Une fois le gouvernement bolchevik installé à Kiew, les Allemands, qui ne couraient plus aucun danger, arrivèrent par trains ordinaires. Ils avaient déjà occupé Proscouroff, Gmerinka, et n’étaient plus qu’à quelques verstes de Kiew. Il était évident que dans de telles conditions notre présence en Ukraine n’avait plus aucune raison d’être : le général Tabouis donna l’ordre du départ. Ce fut pour nos hôtes un véritable désespoir : nous fûmes l’objet de scènes réellement touchantes.

#### CONSIGNE 1
Répondez aux questions suivantes à partir du récit du départ d'Ukraine.
(a) De quelle manière les Allemands arrivèrent-ils une fois le gouvernement bolchevik installé à Kiew ?
(b) Quelles localités avaient-ils déjà occupées ?
(c) Qui donna l'ordre du départ ?
#### CONSIGNE 2
Poursuivez le récit du départ d'Ukraine à partir de sa dernière phrase, en quelques lignes.

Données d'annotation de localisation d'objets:
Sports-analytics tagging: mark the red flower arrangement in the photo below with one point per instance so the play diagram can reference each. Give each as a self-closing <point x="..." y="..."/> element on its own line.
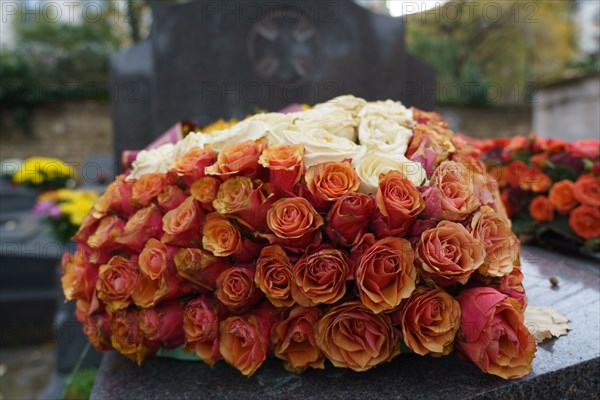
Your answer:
<point x="241" y="244"/>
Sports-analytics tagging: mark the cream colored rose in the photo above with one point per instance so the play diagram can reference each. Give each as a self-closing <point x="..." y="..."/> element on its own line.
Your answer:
<point x="347" y="102"/>
<point x="384" y="135"/>
<point x="321" y="146"/>
<point x="334" y="120"/>
<point x="153" y="160"/>
<point x="389" y="110"/>
<point x="374" y="163"/>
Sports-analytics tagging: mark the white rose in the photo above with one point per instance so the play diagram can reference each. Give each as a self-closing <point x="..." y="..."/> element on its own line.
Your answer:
<point x="336" y="121"/>
<point x="153" y="160"/>
<point x="374" y="163"/>
<point x="321" y="146"/>
<point x="384" y="135"/>
<point x="347" y="102"/>
<point x="390" y="110"/>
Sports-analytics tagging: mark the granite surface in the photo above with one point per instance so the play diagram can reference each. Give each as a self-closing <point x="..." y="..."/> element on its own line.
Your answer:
<point x="567" y="367"/>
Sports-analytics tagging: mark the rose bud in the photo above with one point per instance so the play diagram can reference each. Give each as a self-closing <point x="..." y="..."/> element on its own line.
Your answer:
<point x="79" y="276"/>
<point x="145" y="224"/>
<point x="170" y="197"/>
<point x="244" y="341"/>
<point x="294" y="222"/>
<point x="238" y="159"/>
<point x="449" y="254"/>
<point x="585" y="221"/>
<point x="351" y="336"/>
<point x="201" y="326"/>
<point x="320" y="277"/>
<point x="286" y="164"/>
<point x="385" y="274"/>
<point x="399" y="203"/>
<point x="191" y="166"/>
<point x="182" y="225"/>
<point x="97" y="328"/>
<point x="274" y="275"/>
<point x="428" y="148"/>
<point x="106" y="234"/>
<point x="348" y="219"/>
<point x="562" y="197"/>
<point x="244" y="200"/>
<point x="294" y="340"/>
<point x="429" y="321"/>
<point x="116" y="198"/>
<point x="163" y="323"/>
<point x="127" y="337"/>
<point x="492" y="333"/>
<point x="236" y="289"/>
<point x="147" y="188"/>
<point x="587" y="190"/>
<point x="200" y="267"/>
<point x="498" y="241"/>
<point x="116" y="281"/>
<point x="329" y="181"/>
<point x="451" y="195"/>
<point x="205" y="191"/>
<point x="220" y="237"/>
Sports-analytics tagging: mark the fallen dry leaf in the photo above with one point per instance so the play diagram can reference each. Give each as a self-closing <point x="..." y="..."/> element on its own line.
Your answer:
<point x="545" y="323"/>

#### CORRIGÉ 1
(a) Ils arrivèrent par trains ordinaires.
(b) Proscouroff et Gmerinka.
(c) Le général Tabouis.

#### CORRIGÉ 2
Nous quittâmes l’Ukraine le 18 février, pour Moscou, où toutes nos missions devaient se réunir. Inutile de dire qu’à chaque station il fallait parlementer avec le commandant bolchevik qui nous posait toujours les mêmes questions et surtout nous demandait si nous n’avions pas de « polimiotes » (mitrailleuses) dont ils avaient grand peur. A chaque station, il fallait aussi se défendre contre l’invasion de nos wagons par les soldats errants, de plus en plus atteints de la monomanie du voyage. Un détachement de notre mission qui se trouvait non loin d’Odessa, eut une chance inouïe. Un grand chef révolutionnaire de l’endroit eut soudain l’idée de prendre le même train pour aller à Moscou, et comme il avait fait ses études en France et qu’il parlait très correctement notre langue, il s’ingénia à faciliter le voyage de nos camarades. Leur train spécial, c’est-à-dire uniquement réservé aux Français, du moins en théorie, mit à peine quarante-huit heures pour atteindre Moscou, alors que normalement il aurait dû mettre cinq ou six jours.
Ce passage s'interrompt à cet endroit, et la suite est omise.